• **Problem set**
a - Reproduce the part of the study summary that begins at the words "Defect, Congenital Heart" and stops after "1999 as P50HL62178.".
b - List each congenital heart defect that the study summary names in its stated goal of identifying genes, together with its abbreviation.

• **Selected text**
↓
Molecular Genetic Epidemiology of Endocardial Cushion Defects - SCOR in Pediatric Cardiovascular Disease
To identify genes involved in the pathogenesis of congenital heart disease, including atrial septal defects (ASDs), paramembranous ventricular septal defects (VSDs), and atrioventricular canal defects (AVCDs).
Defect, Congenital Heart
Heart Septal Defects, Atrial
Heart Septal Defects, Ventricular
Endocardial Cushion Defects
|Study Design:||Observational Model: Natural History|
|Study Start Date:||January 1990|
|Estimated Study Completion Date:||December 1998|
In 1987, when the third renewal of the Ischemic Heart Disease Specialized Centers of Research renewal was considered, the Cardiology Advisory Committee recommended that the scope of the SCORs should be broadened to include peripheral vascular disease, congenital heart disease, and heart failure. The National Heart, Lung, and Blood Advisory Council concurred in this recommendation and the Request for Applications for a Specialized Centers of Research in Coronary and Vascular Disease, Heart Failure and Congenital Heart Disease was issued in July 1987. The study was renewed in 1999 as P50HL62178.
↑
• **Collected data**
↓
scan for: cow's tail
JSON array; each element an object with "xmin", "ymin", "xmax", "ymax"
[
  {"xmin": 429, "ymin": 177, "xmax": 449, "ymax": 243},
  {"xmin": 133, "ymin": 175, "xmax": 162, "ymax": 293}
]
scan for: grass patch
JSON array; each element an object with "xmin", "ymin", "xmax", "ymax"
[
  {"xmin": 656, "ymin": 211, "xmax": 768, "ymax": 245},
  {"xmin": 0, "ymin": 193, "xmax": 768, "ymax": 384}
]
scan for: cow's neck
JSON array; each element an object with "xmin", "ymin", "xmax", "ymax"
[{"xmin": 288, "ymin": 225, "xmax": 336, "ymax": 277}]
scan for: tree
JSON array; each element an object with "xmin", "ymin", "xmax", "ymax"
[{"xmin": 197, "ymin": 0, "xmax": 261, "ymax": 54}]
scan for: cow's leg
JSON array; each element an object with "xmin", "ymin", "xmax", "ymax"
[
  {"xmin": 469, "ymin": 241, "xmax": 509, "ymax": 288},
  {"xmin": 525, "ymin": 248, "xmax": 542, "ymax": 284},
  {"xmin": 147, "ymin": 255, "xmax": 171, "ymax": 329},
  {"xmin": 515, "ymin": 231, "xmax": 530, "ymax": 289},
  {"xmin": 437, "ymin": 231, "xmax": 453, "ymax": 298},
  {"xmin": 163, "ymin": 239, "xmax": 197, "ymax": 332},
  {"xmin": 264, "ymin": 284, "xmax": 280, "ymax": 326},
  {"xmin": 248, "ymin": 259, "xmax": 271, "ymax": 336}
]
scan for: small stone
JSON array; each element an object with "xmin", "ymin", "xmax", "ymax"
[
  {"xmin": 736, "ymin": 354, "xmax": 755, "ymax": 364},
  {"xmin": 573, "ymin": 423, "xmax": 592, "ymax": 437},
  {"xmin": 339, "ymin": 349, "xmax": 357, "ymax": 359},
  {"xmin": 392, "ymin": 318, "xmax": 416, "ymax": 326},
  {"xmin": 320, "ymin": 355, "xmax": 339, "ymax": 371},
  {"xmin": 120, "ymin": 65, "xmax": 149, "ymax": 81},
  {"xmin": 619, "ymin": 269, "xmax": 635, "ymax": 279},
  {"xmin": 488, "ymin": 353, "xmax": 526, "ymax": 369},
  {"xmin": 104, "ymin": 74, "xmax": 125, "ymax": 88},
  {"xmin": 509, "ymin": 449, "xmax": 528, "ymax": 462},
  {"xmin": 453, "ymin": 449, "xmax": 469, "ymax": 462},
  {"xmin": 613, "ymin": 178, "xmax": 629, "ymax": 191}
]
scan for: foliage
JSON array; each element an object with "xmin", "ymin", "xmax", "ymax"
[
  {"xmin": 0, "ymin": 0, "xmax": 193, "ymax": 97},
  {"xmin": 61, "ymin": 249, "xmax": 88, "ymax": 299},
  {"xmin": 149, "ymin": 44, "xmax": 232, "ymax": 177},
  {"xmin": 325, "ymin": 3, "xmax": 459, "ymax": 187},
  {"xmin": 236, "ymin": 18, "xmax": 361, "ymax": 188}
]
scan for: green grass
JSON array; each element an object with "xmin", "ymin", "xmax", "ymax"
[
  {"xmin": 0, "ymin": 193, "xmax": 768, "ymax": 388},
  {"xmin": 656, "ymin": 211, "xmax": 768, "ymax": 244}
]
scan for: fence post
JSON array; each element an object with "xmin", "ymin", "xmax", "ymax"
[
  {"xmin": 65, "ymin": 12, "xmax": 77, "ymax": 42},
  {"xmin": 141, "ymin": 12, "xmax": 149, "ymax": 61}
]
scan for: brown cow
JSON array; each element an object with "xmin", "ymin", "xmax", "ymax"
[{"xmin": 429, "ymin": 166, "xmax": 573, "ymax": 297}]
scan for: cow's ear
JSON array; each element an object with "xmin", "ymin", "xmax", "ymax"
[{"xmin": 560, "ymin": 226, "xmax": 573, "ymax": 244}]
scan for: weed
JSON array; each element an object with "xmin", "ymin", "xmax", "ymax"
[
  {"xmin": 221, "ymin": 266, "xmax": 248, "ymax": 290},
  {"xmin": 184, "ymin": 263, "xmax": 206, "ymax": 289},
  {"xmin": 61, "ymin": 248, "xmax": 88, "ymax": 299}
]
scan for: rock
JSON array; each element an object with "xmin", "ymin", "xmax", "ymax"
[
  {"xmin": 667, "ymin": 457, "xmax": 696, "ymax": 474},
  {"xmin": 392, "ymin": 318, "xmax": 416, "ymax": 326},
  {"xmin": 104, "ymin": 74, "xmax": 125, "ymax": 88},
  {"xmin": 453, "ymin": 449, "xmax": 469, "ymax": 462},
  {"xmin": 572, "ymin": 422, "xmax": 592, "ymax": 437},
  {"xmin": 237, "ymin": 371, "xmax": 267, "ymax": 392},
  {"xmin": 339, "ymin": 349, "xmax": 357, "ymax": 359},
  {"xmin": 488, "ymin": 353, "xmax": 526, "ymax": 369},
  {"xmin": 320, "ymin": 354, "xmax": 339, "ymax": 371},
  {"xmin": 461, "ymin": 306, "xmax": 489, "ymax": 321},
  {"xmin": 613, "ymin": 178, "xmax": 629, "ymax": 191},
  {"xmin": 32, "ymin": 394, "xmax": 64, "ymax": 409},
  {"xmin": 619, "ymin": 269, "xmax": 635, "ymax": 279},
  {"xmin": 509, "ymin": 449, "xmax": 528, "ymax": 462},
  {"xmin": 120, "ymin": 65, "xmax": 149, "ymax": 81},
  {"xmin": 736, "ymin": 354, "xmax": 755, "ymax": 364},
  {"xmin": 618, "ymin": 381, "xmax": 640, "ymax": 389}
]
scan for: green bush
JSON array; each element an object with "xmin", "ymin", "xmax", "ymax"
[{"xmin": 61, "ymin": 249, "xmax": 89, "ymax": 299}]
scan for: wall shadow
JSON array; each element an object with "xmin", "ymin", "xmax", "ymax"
↑
• **Numbered responses**
a -
Defect, Congenital Heart
Heart Septal Defects, Atrial
Heart Septal Defects, Ventricular
Endocardial Cushion Defects
|Study Design:||Observational Model: Natural History|
|Study Start Date:||January 1990|
|Estimated Study Completion Date:||December 1998|
In 1987, when the third renewal of the Ischemic Heart Disease Specialized Centers of Research renewal was considered, the Cardiology Advisory Committee recommended that the scope of the SCORs should be broadened to include peripheral vascular disease, congenital heart disease, and heart failure. The National Heart, Lung, and Blood Advisory Council concurred in this recommendation and the Request for Applications for a Specialized Centers of Research in Coronary and Vascular Disease, Heart Failure and Congenital Heart Disease was issued in July 1987. The study was renewed in 1999 as P50HL62178.

b -
- Atrial septal defects (ASDs)
- Paramembranous ventricular septal defects (VSDs)
- Atrioventricular canal defects (AVCDs)